Written task
Write out all of the data without omission, exactly as shown.

### Data listing

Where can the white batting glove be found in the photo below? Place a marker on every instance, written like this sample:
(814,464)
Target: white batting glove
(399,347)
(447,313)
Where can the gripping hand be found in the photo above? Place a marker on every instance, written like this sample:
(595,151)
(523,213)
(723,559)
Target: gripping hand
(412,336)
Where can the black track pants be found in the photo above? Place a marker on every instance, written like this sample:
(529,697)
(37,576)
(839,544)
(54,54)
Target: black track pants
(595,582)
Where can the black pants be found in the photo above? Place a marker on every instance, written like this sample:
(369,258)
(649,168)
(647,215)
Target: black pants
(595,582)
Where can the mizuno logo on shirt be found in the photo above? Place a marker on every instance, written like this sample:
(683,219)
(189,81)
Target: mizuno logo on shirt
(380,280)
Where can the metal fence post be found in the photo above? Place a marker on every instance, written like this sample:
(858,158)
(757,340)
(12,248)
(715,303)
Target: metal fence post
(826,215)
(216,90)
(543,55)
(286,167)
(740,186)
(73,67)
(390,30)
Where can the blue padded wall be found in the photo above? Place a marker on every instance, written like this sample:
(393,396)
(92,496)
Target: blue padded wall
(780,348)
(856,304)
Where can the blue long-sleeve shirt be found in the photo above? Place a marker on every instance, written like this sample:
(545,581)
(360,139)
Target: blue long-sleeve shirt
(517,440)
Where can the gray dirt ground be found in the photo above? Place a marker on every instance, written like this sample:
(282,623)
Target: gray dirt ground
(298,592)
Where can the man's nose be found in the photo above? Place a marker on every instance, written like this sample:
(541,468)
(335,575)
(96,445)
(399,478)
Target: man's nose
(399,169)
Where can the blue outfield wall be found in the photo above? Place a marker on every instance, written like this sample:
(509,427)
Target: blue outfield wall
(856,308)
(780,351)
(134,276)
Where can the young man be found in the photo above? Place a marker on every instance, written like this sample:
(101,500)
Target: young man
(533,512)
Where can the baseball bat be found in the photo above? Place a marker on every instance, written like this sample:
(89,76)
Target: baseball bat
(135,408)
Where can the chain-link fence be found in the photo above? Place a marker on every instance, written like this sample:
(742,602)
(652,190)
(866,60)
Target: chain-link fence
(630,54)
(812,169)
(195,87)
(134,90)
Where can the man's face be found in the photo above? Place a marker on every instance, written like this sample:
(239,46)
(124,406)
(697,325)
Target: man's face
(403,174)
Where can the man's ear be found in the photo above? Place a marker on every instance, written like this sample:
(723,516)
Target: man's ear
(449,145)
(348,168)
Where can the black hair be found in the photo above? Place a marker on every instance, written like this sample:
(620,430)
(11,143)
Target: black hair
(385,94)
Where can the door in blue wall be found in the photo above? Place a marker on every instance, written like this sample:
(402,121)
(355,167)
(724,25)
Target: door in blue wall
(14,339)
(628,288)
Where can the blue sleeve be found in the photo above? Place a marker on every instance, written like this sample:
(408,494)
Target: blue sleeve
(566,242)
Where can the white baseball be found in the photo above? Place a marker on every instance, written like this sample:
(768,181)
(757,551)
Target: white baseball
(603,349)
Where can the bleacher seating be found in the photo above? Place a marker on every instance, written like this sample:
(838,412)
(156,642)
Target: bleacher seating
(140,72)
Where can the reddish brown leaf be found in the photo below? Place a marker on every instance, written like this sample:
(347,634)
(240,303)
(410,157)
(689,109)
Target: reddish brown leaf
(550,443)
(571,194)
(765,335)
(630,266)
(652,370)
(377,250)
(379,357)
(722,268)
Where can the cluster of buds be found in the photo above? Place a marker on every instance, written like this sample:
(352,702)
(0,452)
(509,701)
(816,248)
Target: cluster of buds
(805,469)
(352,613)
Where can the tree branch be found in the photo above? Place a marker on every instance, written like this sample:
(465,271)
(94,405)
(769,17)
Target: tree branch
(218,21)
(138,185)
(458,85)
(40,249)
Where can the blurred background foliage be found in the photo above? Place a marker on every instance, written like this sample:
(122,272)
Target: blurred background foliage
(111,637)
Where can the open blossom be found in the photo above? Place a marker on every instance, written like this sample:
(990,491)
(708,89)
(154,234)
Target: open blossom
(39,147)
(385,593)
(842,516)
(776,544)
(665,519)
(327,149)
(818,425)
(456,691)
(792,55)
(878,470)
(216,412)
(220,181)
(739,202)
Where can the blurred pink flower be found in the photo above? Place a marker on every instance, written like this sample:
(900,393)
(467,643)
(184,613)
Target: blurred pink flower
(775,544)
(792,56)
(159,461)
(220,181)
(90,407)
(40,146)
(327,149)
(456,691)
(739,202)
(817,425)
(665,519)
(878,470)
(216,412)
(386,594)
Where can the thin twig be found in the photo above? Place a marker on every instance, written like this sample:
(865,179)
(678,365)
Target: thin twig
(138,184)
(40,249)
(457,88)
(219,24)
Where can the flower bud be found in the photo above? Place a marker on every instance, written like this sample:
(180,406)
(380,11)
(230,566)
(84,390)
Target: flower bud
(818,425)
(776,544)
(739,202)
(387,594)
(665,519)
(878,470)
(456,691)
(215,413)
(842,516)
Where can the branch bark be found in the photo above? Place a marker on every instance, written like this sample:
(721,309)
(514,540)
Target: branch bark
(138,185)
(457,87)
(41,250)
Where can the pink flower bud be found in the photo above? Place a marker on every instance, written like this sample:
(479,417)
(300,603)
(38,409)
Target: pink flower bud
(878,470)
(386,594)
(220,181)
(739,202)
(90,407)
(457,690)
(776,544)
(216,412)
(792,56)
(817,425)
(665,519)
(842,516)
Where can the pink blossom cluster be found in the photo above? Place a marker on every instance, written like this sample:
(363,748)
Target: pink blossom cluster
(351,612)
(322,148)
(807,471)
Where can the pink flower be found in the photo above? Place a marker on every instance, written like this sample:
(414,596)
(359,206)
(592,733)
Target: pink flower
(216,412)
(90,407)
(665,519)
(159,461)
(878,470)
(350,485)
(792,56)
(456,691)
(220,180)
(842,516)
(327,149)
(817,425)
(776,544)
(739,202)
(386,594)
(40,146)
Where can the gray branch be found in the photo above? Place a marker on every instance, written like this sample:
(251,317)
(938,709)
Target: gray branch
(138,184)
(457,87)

######

Response to this exercise
Where can the white batting glove be found in the photo below? Place a marker on every instance, written like this sample:
(814,464)
Target: white batting glove
(399,347)
(447,313)
Where can the gripping hand be found in the photo above? Place a marker on every instance, written like this sample:
(595,151)
(523,213)
(723,559)
Target: gripping hand
(412,336)
Where can the black track pants be found in the photo above? Place a marker on every instance, written like this sample:
(529,697)
(37,576)
(839,544)
(54,54)
Target: black track pants
(595,582)
Where can the black pants be found in the photo above? Place a marker on every instance, written like this sample:
(369,258)
(649,168)
(647,215)
Target: black pants
(595,582)
Where can the mizuno logo on shirt be found in the photo above? Place a marker on every instance, written like this sample:
(683,219)
(189,81)
Target: mizuno logo on shirt
(380,280)
Where can the metal fence post be found in the photo above? Place a marker on every instance, written like this sample:
(858,158)
(757,340)
(12,248)
(715,303)
Target: metal fence post
(826,215)
(216,90)
(543,55)
(286,167)
(740,186)
(73,67)
(390,30)
Where can the blue padded wall be found in the photo above? Place a marker on every instance, written like this sample:
(393,396)
(92,496)
Target: blue padded wall
(780,348)
(856,304)
Where can the blue long-sleeve shirt be found in the photo above? Place a marker on every instance, written like this sample:
(545,581)
(360,139)
Target: blue long-sleeve shirt
(517,440)
Where can the gray dirt ground be found in the photo above? Place a marker on every instance, written like this sample:
(282,623)
Target: gray dirt ground
(298,592)
Where can the man's nose be found in the photo above? Place a marker on every instance, written like this sample:
(541,468)
(335,575)
(96,445)
(399,478)
Target: man's nose
(399,169)
Where can the blue outfield wall be found in the photo above? Place a marker on every instance, written like this sample:
(509,427)
Target: blue outfield wall
(856,308)
(780,351)
(134,276)
Where can the young man be found in the photo above? Place a marker on every instance, written like this sample:
(101,500)
Target: young man
(533,512)
Where can the baseball bat be found in the photo above? Place a marker on every instance, written like this sample:
(89,76)
Target: baseball bat
(135,408)
Where can the chain-link fence be found in the photo above? Place a marker on every instance, written like this sample:
(742,602)
(652,190)
(866,60)
Target: chain-link fence
(630,54)
(812,169)
(195,87)
(134,90)
Where can the man's face be found in the photo above? Place a marker on every instance, written like this sample:
(239,46)
(124,406)
(697,325)
Target: man's face
(403,174)
Where can the man's ear be found in the photo above? Place a marker on every instance, written like this sample:
(723,516)
Target: man's ear
(449,145)
(348,168)
Where can the black hair be found in the photo above? Place a marker on every instance, written like this sample:
(620,430)
(11,143)
Target: black hair
(385,94)
Where can the door in blue wall be found in the photo above? Place a marker on every instance, written like this sample:
(402,121)
(355,167)
(724,25)
Target: door in blue wall
(14,339)
(628,288)
Where can the blue sleeve be found in the photo above? Place a marker on every instance, written like this sample:
(408,494)
Target: blue sleeve
(566,242)
Where can the white baseball be found in the photo above? Place a marker on every instance, written like this sample:
(768,181)
(757,551)
Target: white baseball
(603,349)
Where can the bleacher seating be found in the photo above? Place a marker on every instance, written like this sample:
(838,412)
(156,642)
Target: bleacher seating
(140,72)
Where can the reddish brown leaf be found in the photo below? Place a marker on every instance, written like this sample:
(347,634)
(240,303)
(410,157)
(689,109)
Target: reddish brown leaf
(550,443)
(571,194)
(765,335)
(630,266)
(652,370)
(377,250)
(379,357)
(722,268)
Where can the cluster of buds be found in the photo above? Place a marker on every instance, written like this sample:
(352,702)
(0,452)
(509,701)
(816,248)
Target: cluster of buds
(805,469)
(352,613)
Where can the tree branch be found in the photo above? Place a marker on every instance, written like this sample:
(465,271)
(94,405)
(769,17)
Target: tree branch
(218,21)
(138,185)
(458,85)
(40,249)
Where can the blurred background foliage be found in the photo above? Place a marker on every instance, written like this sample:
(122,272)
Target: blurred background foliage
(111,637)
Where can the open blossom be found in the photo above? Place a marker on every instance, written like this sample:
(990,491)
(708,89)
(154,234)
Target: open blossom
(39,147)
(385,593)
(842,516)
(776,544)
(665,519)
(327,149)
(818,425)
(456,691)
(792,55)
(878,470)
(216,412)
(220,181)
(739,202)
Where can the blurred pink flower be found in the photo above? Place a marker on every instance, written like this sample:
(900,393)
(467,643)
(184,613)
Target: blurred pink flower
(775,544)
(792,56)
(159,461)
(220,181)
(90,407)
(40,146)
(327,149)
(456,691)
(739,202)
(817,425)
(665,519)
(878,470)
(216,412)
(386,594)
Where can the thin twig be found in the photo above? Place a marker on every instance, written like this sample:
(865,179)
(678,365)
Target: thin twig
(138,184)
(40,249)
(457,88)
(219,24)
Where can the flower bud be found in the photo above? Place a marker on every instance, written like this sample:
(180,406)
(380,11)
(230,566)
(84,390)
Target: flower bud
(818,425)
(776,544)
(739,202)
(387,594)
(665,519)
(878,470)
(456,691)
(215,413)
(842,516)
Where can the branch bark be found in the photo above? Place a marker on every instance, written like this sample:
(721,309)
(514,540)
Target: branch bark
(138,185)
(457,87)
(41,250)
Where can the pink flower bud be found in the photo above? Place a marker on every instance, written like this sample:
(479,417)
(300,603)
(38,409)
Target: pink flower bud
(878,470)
(386,594)
(220,181)
(739,202)
(90,407)
(457,690)
(776,544)
(216,412)
(792,56)
(817,425)
(665,519)
(842,516)
Where can the pink blossom cluster be found in the photo above? Place a marker on every instance, written like this sample:
(363,748)
Target: pink blossom cluster
(351,612)
(322,148)
(807,471)
Where can the pink flower be found in the photo above? Place a marker on every instance, written like this sample:
(414,596)
(359,206)
(592,733)
Target: pink flower
(216,412)
(90,407)
(665,519)
(159,461)
(878,470)
(350,485)
(792,56)
(456,691)
(220,180)
(842,516)
(327,149)
(817,425)
(776,544)
(739,202)
(386,594)
(40,146)
Where can the gray branch be found in the photo above? Place a marker on every instance, written like this sample:
(251,317)
(938,709)
Target: gray branch
(138,184)
(457,87)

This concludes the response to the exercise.